▶ [Problem details] Extend the forum post below about France's influence on global culinary culture, picking up after its final sentence.

▶ [Supplied text]
>>>>

Jump to content
  • Welcome to the eG Forums, a service of the eGullet Society for Culinary Arts & Letters. The Society is a 501(c)3 not-for-profit organization dedicated to the advancement of the culinary arts. These advertising-free forums are provided free of charge through donations from Society members. Anyone may read the forums, but to post you must create a free account.

The Influence of France on Global Culinary Culture


Recommended Posts

Hello, Dorie, and thanks so much for participating in this eGullet conversation! Having worked from your cookbooks for several years, and having such a good time doing so, its truly an honor to have you here.

I have a question that is closely related to some of those that have already been asked. One of the things that has struck me is the enormous influence and widespread adoption of French patisserie (and French cuisine in general) around the world. As an American who has spent a lot of time in France and worked with some great French chefs, do you have any thoughts, insights, generalizations or anecdotes you'd like to share as to why France seems to have had such a salient impact on the 'global culinary culture'?

<<<<

▶ [Data listing]
>>>>

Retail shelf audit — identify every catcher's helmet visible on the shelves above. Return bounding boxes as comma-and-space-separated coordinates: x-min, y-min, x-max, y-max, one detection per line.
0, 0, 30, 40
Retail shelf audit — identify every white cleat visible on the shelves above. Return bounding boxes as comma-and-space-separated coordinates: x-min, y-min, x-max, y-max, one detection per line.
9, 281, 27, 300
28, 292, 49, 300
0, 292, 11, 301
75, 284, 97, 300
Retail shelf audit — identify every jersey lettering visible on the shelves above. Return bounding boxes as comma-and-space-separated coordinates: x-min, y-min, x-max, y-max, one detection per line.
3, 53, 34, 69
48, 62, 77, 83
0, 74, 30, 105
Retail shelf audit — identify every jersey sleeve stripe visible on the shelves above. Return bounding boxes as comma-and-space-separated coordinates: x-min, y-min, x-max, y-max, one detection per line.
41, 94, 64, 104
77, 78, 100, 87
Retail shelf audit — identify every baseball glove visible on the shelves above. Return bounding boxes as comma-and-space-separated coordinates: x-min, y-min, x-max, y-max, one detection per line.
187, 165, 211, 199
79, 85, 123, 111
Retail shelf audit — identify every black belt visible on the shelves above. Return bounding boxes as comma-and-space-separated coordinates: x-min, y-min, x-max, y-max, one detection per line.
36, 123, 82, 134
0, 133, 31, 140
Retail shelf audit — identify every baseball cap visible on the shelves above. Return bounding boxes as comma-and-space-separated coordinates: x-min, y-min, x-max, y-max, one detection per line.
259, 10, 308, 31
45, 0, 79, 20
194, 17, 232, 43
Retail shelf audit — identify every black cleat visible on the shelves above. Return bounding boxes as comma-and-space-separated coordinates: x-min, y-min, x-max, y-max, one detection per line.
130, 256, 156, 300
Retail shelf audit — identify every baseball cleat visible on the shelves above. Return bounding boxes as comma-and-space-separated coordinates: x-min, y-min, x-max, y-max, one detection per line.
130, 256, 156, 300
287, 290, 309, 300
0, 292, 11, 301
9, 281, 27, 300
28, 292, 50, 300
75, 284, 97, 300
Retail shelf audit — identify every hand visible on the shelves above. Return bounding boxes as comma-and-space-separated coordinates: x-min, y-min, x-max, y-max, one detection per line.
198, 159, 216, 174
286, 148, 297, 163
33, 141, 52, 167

<<<<

▶ [Reply to the task]
"If you hear a voice within you say 'you cannot paint,' then by all means paint, and that voice will be silenced" - Vincent Van Gogh
 

Link to comment
Share on other sites

Patrick, it’s I who should be thanking you, first for the great joy your baking and photographs bring me (and so many others), and second for helping to coordinate this Spotlight Conversation. Thank you – beaucoup and lots.

I’m by means an expert on the question you pose, but my feeling is that French cuisine and pastry have had such a great influence on cuisines across the world because of the rigor of French techniques and the repertoire of base recipes on which the cuisine is based.

Oh – and it’s delicious, too.

But, in many ways, I think the spread of French cuisine might be a result of something as practical as its ability to be spread. Because of the strict training French chefs get and because of the way the cuisine was codified by Escoffier, it is replicable. And I wouldn’t be surprised if this didn’t contribute to its successful dissemination.

Also, I think French food and pastry is important because the French have made them important. French cuisine is considered part of the country’s patrimony, something to be nurtured, protected and “watered” so it grows -- and something to be passed along. It is so important to the culture that, once a year, all the French schools participate in La Semaine de Gout, a week during which students are taught about classic French dishes and regional specialities. Chefs come to the classes and teach children how to taste, smell and, yes, cook. It is an effort to keep French cuisine alive, just as the French arts are kept alive.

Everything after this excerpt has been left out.